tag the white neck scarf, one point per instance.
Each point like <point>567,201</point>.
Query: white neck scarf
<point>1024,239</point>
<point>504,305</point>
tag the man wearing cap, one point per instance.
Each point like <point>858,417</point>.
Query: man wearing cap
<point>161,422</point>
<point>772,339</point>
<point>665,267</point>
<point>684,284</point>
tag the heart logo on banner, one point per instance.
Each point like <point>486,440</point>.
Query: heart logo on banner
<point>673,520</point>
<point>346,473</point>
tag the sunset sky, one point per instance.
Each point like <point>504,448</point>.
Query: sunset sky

Goal:
Rewrite all of the records above, swapping every "one point per instance" for "one point for each instance" and leaving everything else as it is.

Solution to the exercise:
tag the white neck scarf, one point for each instance.
Each point like <point>567,201</point>.
Query: white neck scarf
<point>1024,239</point>
<point>504,305</point>
tag the man wearing cap, one point for each instance.
Each point like <point>858,417</point>.
Query: man wearing cap
<point>161,422</point>
<point>772,339</point>
<point>665,267</point>
<point>684,284</point>
tag the heart logo on banner, one point for each instance.
Each point like <point>486,440</point>.
Query: heart logo on banner
<point>673,520</point>
<point>346,473</point>
tag the sunset sky, one point for each instance.
Each point like <point>504,448</point>.
Query: sunset sky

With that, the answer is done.